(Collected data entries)
>>>>>
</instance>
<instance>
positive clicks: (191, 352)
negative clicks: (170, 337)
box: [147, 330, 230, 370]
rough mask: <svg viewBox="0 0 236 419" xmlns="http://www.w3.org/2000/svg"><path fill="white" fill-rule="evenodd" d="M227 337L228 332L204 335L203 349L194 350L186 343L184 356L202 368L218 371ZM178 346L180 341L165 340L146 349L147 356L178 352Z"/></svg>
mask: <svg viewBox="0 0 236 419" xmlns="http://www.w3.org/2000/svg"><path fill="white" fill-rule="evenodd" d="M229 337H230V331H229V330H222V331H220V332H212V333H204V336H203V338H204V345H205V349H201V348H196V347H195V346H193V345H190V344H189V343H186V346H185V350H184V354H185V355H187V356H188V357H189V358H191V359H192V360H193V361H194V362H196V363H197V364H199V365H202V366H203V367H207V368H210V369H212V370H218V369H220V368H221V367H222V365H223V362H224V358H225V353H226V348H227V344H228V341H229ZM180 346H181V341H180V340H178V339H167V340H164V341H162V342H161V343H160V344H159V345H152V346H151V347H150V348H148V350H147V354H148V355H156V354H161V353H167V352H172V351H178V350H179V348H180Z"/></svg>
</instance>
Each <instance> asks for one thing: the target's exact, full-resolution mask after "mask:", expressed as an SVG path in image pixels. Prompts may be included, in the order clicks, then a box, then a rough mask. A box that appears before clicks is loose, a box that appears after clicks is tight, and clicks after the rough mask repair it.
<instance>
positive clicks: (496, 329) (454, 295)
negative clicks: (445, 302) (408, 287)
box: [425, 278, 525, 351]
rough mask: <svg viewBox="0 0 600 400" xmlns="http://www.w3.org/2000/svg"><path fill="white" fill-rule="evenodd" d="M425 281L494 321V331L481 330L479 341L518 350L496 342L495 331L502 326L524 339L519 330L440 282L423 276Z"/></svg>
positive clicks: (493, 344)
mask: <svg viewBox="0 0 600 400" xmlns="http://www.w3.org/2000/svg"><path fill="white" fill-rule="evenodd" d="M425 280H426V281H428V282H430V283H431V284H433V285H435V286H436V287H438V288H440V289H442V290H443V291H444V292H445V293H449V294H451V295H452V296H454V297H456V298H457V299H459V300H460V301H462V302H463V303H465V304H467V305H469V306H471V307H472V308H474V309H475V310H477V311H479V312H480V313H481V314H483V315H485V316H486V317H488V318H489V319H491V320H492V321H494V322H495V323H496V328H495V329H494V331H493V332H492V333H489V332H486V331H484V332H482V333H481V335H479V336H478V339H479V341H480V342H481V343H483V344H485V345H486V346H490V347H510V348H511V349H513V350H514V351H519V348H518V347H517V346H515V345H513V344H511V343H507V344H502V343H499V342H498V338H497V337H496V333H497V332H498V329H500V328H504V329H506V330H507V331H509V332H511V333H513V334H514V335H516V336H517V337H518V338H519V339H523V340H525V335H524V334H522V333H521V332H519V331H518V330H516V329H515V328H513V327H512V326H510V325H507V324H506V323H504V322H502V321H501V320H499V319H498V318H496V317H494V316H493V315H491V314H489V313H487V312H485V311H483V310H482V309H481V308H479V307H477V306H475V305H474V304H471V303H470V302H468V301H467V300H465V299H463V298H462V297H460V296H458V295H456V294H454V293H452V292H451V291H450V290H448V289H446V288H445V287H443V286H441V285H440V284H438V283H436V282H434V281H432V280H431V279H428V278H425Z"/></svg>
<<<<<
ASSIGNMENT: When the line containing "box: [147, 330, 230, 370]" is reached, include it and stop. Until then, output each line of the entries exactly as given, starting from the first.

FINISHED TASK:
</instance>
<instance>
positive clicks: (191, 352)
negative clicks: (170, 337)
box: [147, 330, 230, 370]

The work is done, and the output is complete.